--- Study questions ---
1. In the book description below, what two professions does it give for Vinh-Kim Nguyen?
2. From the book description below, reproduce everything from "Tracking the historic" down to "implementation of biomedicine.".

--- Text provided ---
━━━━━━━━━━
The concept of a universal, standardizable body that can best be technologically manipulated in isolation from its context has become a foundation of biomedicine.
An Anthropology of Biomedicine introduces biomedicine from an anthropological perspective, exploring the entanglement of material bodies with history, environment, culture, and politics. Focusing on the ways in which the application of biomedical technologies bring about radical changes to societies at large, medical anthropologist Margaret Lock and physician and medical anthropologist Vinh-Kim Nguyen develop and integrate the theory that the human body in health and illness is not an ontological given but a moveable, malleable entity – the elusive product of nature and culture that refuses to be pinned down.
Tracking the historic global application of biomedical technologies -- including the management of epidemics as part of colonial medicine, the control of populations, organ transplants, assisted reproductions, genetic testing and screening, and other technologies -- the authors reveal the intended and unintended local consequences and the exacerbation of global inequalities and health disparities that such technologies bring about. The argument is put forward that in addition to focusing on the massive impact of poverty and social inequality on health and illness, attention must be given to local biologies, culture, and politics; as well as to the culture of biomedicine and the unexamined assumptions embedded in it. An Anthropology of Biomedicine serves as an important new introduction to the global implications of the implementation of biomedicine.
━━━━━━━━━━
--- Provided material ---
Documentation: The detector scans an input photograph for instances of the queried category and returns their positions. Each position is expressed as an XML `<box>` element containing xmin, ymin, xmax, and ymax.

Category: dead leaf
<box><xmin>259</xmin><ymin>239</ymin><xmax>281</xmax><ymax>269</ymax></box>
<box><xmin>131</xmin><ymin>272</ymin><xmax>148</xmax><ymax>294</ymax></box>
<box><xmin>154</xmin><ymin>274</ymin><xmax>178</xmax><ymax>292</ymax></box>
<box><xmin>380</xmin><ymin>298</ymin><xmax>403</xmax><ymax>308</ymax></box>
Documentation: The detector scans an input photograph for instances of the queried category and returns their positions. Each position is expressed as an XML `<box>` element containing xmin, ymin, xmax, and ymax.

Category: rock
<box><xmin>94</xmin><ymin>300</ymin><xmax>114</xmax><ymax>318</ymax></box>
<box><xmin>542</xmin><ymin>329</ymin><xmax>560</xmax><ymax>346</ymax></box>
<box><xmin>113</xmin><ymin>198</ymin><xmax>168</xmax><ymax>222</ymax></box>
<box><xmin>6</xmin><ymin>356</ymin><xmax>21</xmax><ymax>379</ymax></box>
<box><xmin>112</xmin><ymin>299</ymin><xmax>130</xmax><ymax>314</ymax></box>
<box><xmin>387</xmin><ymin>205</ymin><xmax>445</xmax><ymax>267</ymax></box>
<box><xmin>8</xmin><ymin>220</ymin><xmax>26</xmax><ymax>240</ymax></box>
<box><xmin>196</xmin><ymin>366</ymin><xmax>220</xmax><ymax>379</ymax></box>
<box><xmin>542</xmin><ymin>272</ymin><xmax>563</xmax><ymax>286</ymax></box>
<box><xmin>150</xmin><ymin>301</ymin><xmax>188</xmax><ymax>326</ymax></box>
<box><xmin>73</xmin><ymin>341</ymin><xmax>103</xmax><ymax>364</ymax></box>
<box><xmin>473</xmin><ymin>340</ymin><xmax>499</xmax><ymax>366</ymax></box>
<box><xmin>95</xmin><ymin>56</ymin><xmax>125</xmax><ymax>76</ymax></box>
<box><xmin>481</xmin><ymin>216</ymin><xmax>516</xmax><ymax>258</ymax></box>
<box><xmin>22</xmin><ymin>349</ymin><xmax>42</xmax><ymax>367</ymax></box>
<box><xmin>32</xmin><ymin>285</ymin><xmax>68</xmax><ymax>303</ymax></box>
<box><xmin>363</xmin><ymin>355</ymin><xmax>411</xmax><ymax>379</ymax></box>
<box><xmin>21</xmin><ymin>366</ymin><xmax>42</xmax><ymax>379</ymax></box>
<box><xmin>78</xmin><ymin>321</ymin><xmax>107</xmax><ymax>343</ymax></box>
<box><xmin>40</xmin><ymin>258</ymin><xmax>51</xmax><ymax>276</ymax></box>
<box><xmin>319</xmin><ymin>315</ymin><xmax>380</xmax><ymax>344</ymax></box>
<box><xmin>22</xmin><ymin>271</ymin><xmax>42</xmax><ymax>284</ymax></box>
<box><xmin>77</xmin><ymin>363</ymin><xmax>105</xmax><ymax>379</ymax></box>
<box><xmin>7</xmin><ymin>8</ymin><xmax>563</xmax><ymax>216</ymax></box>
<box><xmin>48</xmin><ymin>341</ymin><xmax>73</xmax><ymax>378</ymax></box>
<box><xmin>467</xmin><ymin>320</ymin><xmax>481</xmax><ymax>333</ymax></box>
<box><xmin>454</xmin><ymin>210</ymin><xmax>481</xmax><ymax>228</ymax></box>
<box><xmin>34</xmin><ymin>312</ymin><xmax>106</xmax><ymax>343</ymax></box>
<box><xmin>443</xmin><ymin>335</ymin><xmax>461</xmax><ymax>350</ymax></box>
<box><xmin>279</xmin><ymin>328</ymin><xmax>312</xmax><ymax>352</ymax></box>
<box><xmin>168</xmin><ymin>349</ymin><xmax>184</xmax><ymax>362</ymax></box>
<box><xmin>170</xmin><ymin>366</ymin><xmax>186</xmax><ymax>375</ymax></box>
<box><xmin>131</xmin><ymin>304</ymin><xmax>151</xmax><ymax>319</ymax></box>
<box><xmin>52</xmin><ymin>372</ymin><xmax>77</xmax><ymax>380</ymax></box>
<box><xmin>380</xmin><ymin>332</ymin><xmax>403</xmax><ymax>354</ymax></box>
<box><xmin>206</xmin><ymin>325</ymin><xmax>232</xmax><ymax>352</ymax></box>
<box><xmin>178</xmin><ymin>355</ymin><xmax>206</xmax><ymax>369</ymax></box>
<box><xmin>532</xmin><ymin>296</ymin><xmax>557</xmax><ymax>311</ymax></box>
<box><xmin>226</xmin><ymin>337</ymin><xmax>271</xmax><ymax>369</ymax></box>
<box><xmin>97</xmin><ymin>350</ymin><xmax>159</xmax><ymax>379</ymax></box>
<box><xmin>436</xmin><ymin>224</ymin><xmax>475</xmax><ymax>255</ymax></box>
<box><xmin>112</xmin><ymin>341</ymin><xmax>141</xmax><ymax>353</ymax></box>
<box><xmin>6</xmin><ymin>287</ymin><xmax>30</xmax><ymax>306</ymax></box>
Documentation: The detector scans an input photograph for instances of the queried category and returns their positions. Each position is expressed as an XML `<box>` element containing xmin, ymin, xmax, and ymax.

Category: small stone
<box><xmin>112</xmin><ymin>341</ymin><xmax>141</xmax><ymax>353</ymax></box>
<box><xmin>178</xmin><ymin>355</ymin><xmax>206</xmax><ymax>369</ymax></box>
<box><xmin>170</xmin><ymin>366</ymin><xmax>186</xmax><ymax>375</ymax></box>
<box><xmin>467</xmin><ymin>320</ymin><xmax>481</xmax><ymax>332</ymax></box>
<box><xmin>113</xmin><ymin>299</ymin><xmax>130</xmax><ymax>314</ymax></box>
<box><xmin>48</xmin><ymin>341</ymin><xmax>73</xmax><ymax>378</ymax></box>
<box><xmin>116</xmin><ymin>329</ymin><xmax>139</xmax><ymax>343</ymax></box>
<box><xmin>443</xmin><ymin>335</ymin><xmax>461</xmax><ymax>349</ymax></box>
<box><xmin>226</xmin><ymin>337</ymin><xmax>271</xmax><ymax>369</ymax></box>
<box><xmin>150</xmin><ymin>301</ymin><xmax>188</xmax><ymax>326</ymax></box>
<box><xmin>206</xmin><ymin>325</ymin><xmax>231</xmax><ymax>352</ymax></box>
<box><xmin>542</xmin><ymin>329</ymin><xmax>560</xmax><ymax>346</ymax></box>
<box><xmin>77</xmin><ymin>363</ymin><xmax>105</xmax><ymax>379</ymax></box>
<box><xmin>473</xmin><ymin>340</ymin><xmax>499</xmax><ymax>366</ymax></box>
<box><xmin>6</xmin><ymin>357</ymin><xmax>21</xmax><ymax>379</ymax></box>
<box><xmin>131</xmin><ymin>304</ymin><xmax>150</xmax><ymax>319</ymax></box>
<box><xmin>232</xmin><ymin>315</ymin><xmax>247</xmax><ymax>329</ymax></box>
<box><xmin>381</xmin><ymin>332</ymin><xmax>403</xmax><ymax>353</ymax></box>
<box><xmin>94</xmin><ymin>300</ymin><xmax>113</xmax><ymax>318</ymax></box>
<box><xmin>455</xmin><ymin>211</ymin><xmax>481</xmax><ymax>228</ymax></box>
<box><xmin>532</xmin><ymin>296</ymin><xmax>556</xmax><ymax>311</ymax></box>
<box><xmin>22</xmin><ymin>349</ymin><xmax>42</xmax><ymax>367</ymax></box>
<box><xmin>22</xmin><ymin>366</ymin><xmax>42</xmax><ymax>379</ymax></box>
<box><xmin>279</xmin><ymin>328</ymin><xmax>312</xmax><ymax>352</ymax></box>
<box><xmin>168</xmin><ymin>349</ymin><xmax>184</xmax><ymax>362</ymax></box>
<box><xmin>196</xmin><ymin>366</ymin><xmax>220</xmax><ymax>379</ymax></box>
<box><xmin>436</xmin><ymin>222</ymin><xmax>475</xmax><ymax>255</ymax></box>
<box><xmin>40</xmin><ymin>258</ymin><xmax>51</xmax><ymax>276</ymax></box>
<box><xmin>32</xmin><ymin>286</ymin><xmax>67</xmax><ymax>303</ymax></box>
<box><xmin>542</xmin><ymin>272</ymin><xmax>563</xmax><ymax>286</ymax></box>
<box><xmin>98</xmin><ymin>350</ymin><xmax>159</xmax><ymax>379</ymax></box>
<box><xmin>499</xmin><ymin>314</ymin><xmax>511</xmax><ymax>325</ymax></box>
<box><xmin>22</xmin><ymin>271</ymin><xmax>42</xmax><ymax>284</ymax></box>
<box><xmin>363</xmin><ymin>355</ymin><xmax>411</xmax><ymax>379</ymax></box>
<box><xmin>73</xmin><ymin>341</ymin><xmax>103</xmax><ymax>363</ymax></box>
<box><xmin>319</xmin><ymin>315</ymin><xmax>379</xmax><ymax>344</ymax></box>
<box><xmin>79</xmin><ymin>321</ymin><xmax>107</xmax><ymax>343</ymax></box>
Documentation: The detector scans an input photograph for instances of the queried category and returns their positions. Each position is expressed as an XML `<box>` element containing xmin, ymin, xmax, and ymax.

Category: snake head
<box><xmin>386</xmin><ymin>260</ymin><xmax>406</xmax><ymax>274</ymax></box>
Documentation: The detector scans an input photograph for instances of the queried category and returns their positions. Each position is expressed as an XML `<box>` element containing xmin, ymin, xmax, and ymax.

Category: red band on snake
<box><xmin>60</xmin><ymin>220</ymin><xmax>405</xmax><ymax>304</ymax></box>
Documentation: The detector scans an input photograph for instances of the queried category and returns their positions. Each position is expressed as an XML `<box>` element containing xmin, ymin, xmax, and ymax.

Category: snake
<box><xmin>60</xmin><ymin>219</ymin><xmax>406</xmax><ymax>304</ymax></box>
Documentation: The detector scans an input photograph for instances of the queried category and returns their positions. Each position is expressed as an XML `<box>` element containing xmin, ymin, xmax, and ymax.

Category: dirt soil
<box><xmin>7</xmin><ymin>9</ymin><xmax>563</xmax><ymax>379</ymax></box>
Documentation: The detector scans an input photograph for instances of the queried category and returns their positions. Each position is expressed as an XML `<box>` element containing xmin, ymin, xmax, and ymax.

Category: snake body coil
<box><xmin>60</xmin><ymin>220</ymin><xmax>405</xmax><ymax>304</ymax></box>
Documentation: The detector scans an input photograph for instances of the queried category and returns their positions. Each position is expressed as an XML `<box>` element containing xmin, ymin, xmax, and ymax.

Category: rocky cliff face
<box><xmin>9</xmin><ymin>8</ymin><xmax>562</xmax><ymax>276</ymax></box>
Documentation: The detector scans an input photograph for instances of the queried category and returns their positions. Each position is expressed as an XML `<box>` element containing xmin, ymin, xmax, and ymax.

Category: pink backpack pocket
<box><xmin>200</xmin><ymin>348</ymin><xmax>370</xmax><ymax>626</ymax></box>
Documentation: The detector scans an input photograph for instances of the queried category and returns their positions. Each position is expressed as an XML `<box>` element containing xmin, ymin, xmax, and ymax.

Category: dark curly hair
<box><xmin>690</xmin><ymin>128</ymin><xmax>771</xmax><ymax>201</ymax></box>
━━━━━━━━━━
--- Solutions in order ---
1. Physician and medical anthropologist.

2.
Tracking the historic global application of biomedical technologies -- including the management of epidemics as part of colonial medicine, the control of populations, organ transplants, assisted reproductions, genetic testing and screening, and other technologies -- the authors reveal the intended and unintended local consequences and the exacerbation of global inequalities and health disparities that such technologies bring about. The argument is put forward that in addition to focusing on the massive impact of poverty and social inequality on health and illness, attention must be given to local biologies, culture, and politics; as well as to the culture of biomedicine and the unexamined assumptions embedded in it. An Anthropology of Biomedicine serves as an important new introduction to the global implications of the implementation of biomedicine.